■ INSTRUCTIONS TO FOLLOW:
Nothing but the pictures gets dropped; retype every entry exactly.

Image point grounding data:
┄┄┄┄┄┄

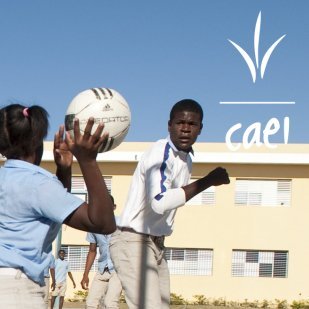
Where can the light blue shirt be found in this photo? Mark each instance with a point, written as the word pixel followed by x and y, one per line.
pixel 51 265
pixel 62 267
pixel 102 242
pixel 33 205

┄┄┄┄┄┄

■ WORKED SOLUTION:
Where can the light blue shirt be found in this photo? Mark each instance with a point, written as the word pixel followed by x and y, one per line.
pixel 51 265
pixel 62 267
pixel 102 242
pixel 33 205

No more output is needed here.